DATA UNDER STUDY:
===
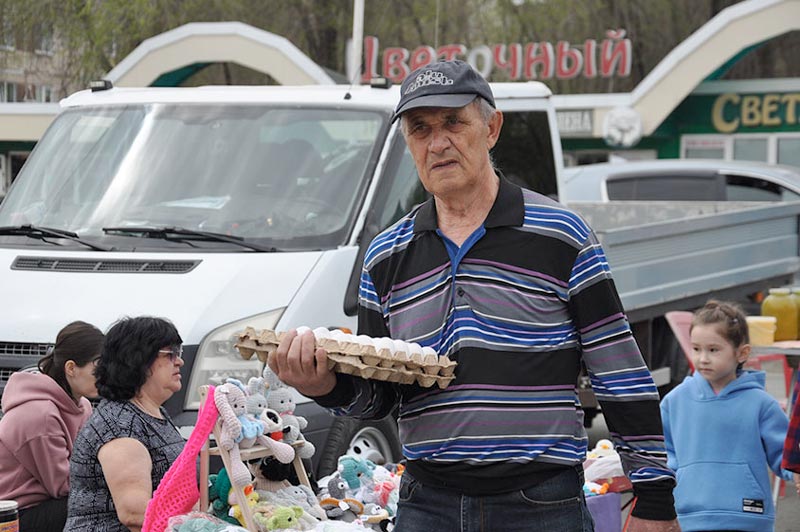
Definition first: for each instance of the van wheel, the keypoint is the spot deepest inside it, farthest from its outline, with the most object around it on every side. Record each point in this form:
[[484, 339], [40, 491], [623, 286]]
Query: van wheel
[[377, 441]]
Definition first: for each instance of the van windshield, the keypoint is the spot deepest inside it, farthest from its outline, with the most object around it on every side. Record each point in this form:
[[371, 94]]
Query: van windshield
[[292, 177]]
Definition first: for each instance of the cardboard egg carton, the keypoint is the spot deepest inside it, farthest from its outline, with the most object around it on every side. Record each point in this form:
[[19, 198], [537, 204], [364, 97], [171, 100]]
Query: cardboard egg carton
[[381, 359]]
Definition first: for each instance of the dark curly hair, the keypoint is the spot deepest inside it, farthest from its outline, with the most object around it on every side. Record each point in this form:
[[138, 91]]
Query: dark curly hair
[[80, 342], [130, 349]]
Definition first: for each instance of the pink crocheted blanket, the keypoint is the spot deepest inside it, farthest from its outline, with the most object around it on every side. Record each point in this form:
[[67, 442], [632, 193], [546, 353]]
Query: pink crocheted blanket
[[177, 493]]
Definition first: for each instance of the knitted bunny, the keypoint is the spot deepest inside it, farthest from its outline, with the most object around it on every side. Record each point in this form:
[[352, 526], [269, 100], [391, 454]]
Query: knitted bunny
[[230, 402]]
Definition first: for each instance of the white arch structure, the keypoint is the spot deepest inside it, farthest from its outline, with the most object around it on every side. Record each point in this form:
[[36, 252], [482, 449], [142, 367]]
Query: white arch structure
[[732, 30], [722, 38], [217, 42]]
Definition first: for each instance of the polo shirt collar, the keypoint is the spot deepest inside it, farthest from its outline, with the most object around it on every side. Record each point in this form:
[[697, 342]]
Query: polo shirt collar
[[508, 209]]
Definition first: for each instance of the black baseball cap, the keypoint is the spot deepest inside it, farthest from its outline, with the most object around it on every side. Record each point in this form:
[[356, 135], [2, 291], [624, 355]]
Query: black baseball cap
[[442, 84]]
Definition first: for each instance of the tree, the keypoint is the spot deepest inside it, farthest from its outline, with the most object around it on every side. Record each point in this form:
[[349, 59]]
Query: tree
[[92, 36]]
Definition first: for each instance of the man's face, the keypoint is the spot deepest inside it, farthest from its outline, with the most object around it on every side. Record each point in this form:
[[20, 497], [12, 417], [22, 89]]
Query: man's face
[[450, 146]]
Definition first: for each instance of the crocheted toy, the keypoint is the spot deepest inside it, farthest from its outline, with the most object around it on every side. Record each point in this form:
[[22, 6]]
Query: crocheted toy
[[231, 404], [285, 518], [281, 400], [255, 428], [373, 517], [353, 469], [274, 424], [218, 492], [292, 435], [303, 496], [271, 500], [271, 475], [337, 487], [236, 511], [347, 509], [602, 448], [199, 522]]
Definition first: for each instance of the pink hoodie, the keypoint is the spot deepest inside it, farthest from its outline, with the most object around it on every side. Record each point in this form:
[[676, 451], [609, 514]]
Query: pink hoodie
[[39, 425]]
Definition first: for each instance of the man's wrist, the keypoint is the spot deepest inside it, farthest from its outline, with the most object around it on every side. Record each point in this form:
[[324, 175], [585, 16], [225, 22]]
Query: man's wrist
[[341, 394]]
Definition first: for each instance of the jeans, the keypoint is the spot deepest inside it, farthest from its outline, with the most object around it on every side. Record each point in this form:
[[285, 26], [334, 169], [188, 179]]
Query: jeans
[[556, 505]]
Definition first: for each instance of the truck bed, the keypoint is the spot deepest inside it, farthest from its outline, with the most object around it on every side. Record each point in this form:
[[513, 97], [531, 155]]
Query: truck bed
[[676, 255]]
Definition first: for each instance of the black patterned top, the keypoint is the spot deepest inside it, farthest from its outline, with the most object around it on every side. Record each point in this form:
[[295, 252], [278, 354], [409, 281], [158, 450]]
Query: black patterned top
[[90, 506]]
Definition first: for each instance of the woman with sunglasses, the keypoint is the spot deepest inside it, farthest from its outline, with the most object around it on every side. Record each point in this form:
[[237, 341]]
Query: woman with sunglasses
[[129, 442], [43, 413]]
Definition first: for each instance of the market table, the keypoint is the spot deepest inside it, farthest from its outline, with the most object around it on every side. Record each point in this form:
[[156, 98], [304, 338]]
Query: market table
[[791, 350]]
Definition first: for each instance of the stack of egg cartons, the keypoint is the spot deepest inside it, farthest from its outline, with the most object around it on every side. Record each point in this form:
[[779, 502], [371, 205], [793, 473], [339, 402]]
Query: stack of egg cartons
[[382, 359]]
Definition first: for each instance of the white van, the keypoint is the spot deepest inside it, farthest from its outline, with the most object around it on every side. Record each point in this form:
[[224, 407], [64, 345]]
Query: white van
[[220, 208]]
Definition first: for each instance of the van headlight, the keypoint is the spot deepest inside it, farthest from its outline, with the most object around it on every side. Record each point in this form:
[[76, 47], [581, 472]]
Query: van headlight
[[217, 358]]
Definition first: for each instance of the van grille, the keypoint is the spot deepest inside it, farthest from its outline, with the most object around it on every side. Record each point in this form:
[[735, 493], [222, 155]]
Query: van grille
[[103, 266], [18, 349]]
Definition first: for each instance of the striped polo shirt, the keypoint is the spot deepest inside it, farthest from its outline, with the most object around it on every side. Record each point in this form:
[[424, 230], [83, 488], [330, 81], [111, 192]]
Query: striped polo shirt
[[519, 305]]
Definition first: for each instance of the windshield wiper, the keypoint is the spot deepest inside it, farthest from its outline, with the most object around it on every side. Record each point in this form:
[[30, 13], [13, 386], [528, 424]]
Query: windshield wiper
[[170, 233], [34, 231]]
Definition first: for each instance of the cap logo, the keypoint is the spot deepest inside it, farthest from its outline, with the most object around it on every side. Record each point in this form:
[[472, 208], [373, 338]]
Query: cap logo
[[429, 77]]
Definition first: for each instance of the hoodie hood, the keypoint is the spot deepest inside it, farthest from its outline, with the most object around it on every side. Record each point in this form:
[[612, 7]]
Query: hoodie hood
[[746, 380], [24, 388]]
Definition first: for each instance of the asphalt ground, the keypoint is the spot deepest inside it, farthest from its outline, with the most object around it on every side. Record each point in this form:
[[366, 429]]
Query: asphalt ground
[[787, 518]]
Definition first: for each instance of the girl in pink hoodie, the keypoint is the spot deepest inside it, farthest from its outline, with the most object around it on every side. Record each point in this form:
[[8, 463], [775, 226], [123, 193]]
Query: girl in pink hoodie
[[42, 413]]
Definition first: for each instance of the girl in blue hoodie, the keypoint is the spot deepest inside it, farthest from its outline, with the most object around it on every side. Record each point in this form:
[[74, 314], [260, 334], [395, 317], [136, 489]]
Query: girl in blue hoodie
[[722, 429]]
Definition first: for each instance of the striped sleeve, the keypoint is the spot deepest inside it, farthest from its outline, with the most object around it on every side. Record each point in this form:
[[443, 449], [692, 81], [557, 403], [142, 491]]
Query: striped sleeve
[[621, 381]]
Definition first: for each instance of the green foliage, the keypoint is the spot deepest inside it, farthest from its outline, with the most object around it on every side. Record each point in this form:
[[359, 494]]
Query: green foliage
[[92, 36]]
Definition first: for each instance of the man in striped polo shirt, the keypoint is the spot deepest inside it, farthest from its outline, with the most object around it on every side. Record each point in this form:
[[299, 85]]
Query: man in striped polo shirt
[[516, 289]]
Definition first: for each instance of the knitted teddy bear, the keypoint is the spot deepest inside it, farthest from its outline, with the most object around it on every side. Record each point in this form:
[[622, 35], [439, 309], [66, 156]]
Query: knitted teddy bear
[[292, 435], [281, 400], [256, 428], [230, 401], [354, 470]]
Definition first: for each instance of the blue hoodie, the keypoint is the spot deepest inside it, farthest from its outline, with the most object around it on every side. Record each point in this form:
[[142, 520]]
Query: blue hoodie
[[719, 446]]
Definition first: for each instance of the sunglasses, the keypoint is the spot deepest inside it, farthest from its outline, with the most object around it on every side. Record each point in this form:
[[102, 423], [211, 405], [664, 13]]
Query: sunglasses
[[174, 352]]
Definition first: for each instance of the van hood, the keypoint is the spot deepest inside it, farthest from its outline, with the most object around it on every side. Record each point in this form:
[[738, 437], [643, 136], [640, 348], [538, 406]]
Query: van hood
[[221, 288]]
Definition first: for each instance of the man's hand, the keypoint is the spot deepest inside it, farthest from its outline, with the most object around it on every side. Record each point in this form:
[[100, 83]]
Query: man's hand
[[643, 525], [297, 363]]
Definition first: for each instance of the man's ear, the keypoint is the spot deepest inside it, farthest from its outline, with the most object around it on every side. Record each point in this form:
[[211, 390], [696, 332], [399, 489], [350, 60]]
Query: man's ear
[[495, 125]]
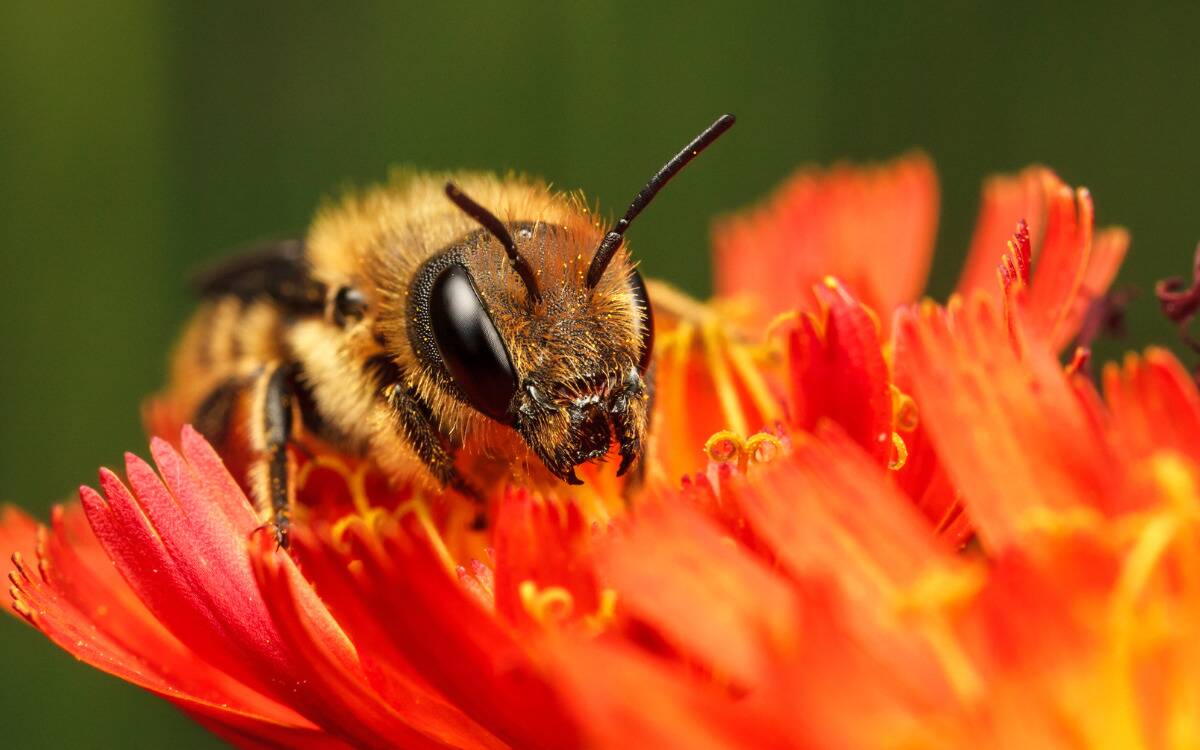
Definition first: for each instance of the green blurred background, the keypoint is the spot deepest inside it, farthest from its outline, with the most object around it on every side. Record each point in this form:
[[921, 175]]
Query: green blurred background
[[139, 138]]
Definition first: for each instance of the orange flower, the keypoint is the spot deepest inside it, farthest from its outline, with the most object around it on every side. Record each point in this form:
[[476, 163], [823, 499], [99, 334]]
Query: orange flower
[[791, 592]]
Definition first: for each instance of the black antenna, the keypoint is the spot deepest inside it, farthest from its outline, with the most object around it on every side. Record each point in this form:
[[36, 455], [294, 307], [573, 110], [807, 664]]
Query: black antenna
[[496, 228], [611, 241]]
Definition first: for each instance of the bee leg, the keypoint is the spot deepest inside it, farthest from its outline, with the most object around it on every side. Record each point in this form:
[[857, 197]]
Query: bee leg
[[432, 448], [276, 396]]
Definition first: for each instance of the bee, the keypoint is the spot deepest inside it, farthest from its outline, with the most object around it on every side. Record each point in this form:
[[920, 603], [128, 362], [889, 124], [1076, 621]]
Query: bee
[[454, 329]]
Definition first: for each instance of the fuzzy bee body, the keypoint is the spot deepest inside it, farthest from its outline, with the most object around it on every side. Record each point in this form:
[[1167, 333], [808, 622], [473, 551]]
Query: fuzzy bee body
[[459, 345]]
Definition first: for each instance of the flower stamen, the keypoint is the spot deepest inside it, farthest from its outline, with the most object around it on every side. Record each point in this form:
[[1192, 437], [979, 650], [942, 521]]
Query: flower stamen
[[418, 508], [726, 393], [899, 453], [551, 604]]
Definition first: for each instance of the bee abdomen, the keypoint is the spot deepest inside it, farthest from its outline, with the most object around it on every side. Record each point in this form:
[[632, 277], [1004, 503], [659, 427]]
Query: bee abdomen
[[227, 340]]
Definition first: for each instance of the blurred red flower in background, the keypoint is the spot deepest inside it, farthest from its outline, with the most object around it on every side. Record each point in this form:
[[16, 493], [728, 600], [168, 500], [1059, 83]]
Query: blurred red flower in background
[[803, 586]]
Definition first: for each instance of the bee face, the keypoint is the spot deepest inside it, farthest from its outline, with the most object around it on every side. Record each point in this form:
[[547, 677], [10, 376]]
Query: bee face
[[567, 371], [403, 327]]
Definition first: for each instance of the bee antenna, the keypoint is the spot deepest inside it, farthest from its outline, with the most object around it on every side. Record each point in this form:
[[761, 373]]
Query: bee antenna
[[496, 228], [611, 241]]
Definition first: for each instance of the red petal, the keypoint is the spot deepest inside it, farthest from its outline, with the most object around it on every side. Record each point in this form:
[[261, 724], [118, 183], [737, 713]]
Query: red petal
[[351, 706], [1071, 270], [1006, 201], [77, 600], [873, 228], [546, 544], [427, 619], [707, 595], [1008, 429], [628, 700], [1153, 405], [840, 375]]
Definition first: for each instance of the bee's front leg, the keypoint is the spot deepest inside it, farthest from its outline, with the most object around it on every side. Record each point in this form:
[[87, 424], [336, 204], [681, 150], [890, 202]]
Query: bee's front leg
[[270, 433], [430, 445]]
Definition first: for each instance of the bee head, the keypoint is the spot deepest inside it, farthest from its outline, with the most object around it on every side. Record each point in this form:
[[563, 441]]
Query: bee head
[[562, 355], [561, 363]]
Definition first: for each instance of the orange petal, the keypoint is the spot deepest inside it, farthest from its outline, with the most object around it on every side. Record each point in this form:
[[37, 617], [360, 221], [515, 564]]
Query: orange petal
[[839, 372], [677, 571], [1071, 268], [1153, 406], [873, 228], [1006, 201], [1007, 427]]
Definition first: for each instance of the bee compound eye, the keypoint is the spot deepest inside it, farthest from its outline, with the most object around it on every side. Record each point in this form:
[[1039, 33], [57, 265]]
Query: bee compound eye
[[471, 347], [642, 299], [348, 304]]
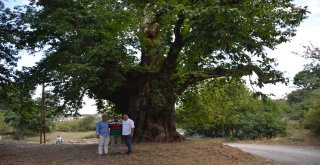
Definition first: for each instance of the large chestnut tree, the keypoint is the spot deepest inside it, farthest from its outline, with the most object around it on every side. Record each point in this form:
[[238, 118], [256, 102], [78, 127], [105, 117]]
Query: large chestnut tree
[[140, 55]]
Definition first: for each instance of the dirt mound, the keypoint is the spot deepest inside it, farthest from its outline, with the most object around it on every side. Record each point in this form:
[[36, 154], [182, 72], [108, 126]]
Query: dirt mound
[[186, 152]]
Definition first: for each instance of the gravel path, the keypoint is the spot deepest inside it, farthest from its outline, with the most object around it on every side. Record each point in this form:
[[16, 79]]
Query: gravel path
[[283, 154]]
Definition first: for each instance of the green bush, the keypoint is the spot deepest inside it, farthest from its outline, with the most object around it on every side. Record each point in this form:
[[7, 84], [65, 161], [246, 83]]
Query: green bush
[[4, 127], [312, 121], [85, 124]]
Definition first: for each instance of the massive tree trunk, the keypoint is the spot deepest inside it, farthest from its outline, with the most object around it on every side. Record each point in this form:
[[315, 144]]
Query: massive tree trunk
[[151, 105]]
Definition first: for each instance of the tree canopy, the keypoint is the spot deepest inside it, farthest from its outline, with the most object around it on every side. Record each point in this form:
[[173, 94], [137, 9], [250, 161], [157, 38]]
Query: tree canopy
[[141, 55]]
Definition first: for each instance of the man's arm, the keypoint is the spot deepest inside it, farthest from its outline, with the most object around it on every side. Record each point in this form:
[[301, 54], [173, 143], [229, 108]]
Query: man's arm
[[97, 130]]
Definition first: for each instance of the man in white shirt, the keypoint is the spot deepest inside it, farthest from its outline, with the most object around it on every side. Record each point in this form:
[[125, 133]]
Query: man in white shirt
[[127, 132]]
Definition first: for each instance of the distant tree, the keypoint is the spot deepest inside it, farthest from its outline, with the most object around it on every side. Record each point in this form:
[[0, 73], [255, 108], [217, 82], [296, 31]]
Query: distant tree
[[220, 109], [8, 43]]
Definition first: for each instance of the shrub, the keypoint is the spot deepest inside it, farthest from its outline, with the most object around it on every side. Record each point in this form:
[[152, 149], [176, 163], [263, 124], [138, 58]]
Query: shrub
[[312, 121]]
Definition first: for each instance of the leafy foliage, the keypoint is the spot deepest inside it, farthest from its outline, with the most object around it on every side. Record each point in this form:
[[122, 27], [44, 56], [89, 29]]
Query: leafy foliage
[[87, 123], [8, 41], [92, 45], [221, 109], [305, 101]]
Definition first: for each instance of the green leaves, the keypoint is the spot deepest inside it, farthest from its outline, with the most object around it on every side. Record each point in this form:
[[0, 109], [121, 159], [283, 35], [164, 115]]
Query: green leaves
[[226, 108]]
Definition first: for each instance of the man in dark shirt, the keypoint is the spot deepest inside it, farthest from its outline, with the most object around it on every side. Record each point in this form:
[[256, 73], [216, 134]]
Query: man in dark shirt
[[115, 135]]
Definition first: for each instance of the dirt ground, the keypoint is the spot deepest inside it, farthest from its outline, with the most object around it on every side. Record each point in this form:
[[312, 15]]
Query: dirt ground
[[186, 152]]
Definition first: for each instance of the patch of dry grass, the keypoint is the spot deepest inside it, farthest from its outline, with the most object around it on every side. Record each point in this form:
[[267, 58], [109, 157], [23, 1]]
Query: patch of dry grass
[[187, 152]]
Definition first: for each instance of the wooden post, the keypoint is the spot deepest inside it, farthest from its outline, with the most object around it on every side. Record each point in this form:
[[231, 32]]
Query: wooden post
[[42, 117]]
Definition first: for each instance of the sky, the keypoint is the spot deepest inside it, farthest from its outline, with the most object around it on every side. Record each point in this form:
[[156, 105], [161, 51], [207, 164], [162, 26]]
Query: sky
[[289, 63]]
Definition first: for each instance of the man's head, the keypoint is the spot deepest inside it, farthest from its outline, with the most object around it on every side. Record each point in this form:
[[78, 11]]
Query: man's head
[[104, 117], [115, 118], [125, 117]]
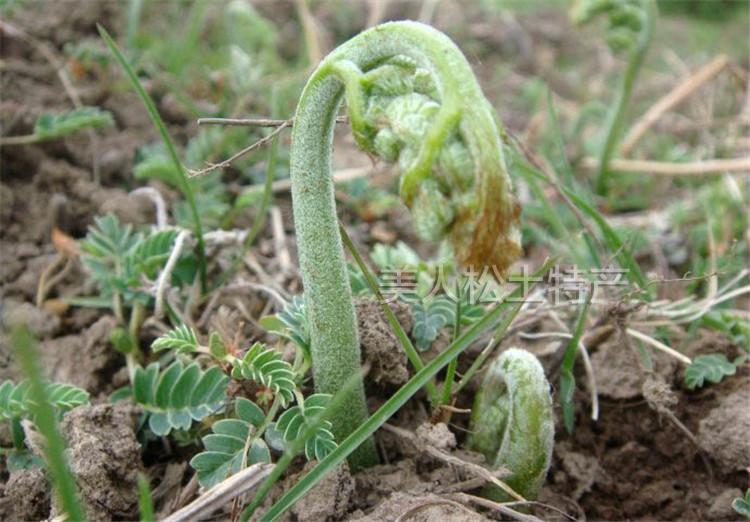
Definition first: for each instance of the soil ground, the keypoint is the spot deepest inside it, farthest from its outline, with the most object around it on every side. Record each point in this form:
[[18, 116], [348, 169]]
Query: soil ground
[[633, 463]]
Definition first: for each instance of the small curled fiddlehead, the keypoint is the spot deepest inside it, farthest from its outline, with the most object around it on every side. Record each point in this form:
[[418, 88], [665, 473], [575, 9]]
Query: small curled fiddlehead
[[628, 21], [512, 422]]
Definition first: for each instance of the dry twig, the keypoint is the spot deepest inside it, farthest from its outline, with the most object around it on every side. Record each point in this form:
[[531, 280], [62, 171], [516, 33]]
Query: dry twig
[[216, 497], [683, 90]]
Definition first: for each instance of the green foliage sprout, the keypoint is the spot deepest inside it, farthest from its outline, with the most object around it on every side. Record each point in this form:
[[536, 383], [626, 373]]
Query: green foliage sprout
[[512, 422], [412, 99], [630, 29]]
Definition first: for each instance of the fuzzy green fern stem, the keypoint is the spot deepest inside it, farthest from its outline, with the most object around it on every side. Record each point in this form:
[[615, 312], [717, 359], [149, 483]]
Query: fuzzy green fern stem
[[412, 100], [631, 27], [512, 422]]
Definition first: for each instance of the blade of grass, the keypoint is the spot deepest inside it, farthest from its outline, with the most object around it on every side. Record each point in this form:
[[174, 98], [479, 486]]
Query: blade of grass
[[145, 502], [611, 239], [25, 350], [398, 330], [567, 379], [554, 123], [134, 18], [182, 181], [450, 373], [391, 406]]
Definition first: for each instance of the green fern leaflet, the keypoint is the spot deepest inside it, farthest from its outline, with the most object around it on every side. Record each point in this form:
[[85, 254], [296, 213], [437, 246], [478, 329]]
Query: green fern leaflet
[[266, 366], [179, 395], [232, 446], [15, 402], [296, 420]]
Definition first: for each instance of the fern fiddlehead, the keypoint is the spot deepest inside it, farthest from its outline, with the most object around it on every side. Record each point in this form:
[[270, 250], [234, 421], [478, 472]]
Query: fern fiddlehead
[[512, 422], [631, 26], [413, 100]]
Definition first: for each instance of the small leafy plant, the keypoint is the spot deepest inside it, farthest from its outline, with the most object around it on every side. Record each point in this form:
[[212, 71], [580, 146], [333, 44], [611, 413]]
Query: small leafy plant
[[18, 403], [180, 395], [50, 126], [710, 368]]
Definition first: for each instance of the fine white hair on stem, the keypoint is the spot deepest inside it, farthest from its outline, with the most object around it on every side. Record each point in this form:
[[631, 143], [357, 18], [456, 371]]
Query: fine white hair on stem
[[158, 201], [166, 273]]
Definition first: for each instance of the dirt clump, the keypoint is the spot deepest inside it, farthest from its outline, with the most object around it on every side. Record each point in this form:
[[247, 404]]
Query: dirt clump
[[419, 508], [618, 371], [26, 496], [40, 322], [105, 458], [380, 348], [438, 436], [725, 433], [86, 360]]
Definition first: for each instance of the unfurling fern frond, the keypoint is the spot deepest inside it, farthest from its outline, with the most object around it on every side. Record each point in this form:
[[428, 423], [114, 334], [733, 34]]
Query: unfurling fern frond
[[182, 339], [296, 420], [178, 395], [15, 402], [265, 366], [232, 446]]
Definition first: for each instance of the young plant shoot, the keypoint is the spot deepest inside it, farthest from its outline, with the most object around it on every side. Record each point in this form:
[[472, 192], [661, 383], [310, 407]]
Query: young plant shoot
[[512, 423], [412, 100]]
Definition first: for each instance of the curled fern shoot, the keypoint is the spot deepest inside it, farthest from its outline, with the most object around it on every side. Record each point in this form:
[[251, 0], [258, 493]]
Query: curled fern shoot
[[413, 100], [512, 422], [630, 29]]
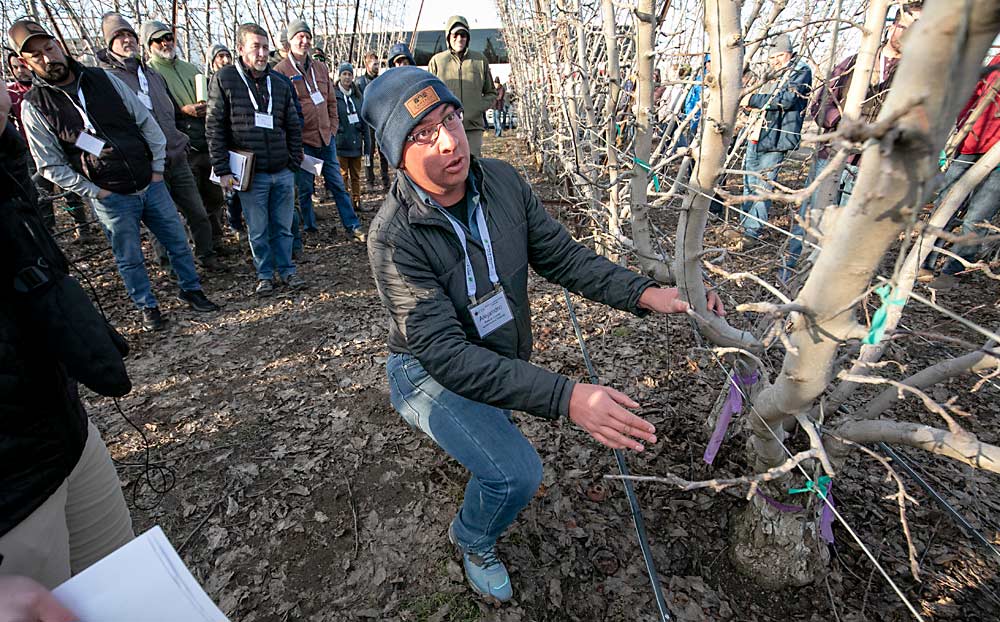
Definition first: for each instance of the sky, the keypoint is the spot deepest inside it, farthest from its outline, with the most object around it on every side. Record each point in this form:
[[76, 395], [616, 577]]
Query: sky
===
DIRECTIONS: Return word for word the lines above from the line with "[[125, 133]]" to the line with "Definition first: for each instance of the distant", including both and leaving out all others.

EXERCISE RESPONSE:
[[125, 133]]
Query: man in white shirt
[[127, 132]]
Definition first: for each instance of the distant tree, the keypoint is the spot deepest inside it, farthest from its outline, with the most object around it on every side. Record each point in this form:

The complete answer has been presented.